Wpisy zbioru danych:
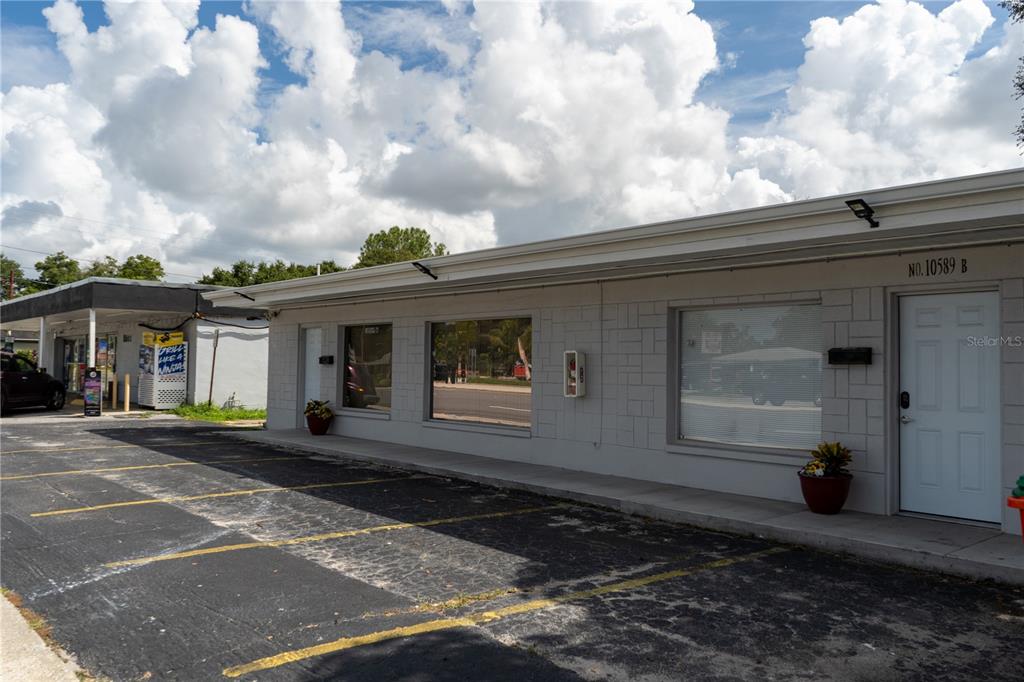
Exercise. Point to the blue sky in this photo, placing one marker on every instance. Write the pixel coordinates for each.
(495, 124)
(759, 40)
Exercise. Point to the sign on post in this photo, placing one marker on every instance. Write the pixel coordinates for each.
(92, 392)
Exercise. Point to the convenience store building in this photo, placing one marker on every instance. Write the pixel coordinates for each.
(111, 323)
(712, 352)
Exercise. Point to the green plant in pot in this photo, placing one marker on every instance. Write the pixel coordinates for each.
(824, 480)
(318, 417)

TREŚĆ ZADANIA.
Przedstaw wszystkie wiersze rekordów jako listę JSON złożoną z ciągów znaków, po jednym ciągu na każdy wiersz, z pominięciem pustych wierszy. Obrazów nie umieszczaj w odpowiedzi.

ODPOWIEDŹ.
[
  "Exercise. Point to the blue sky in this photo, placing one marker on every instance. Write the pixel coordinates for each.",
  "(495, 124)",
  "(759, 40)",
  "Exercise. Point to the sign on post in this photo, placing one marker on every instance. Write the pixel coordinates for each.",
  "(92, 392)",
  "Exercise. Point to the convenience store building in this photo, placing one marker on every instance. Write the pixel coordinates for each.",
  "(111, 323)",
  "(712, 352)",
  "Exercise. Point to the green plant in pot in this photo, placing one marker on every instance. Write the pixel coordinates for each.",
  "(824, 480)",
  "(318, 417)"
]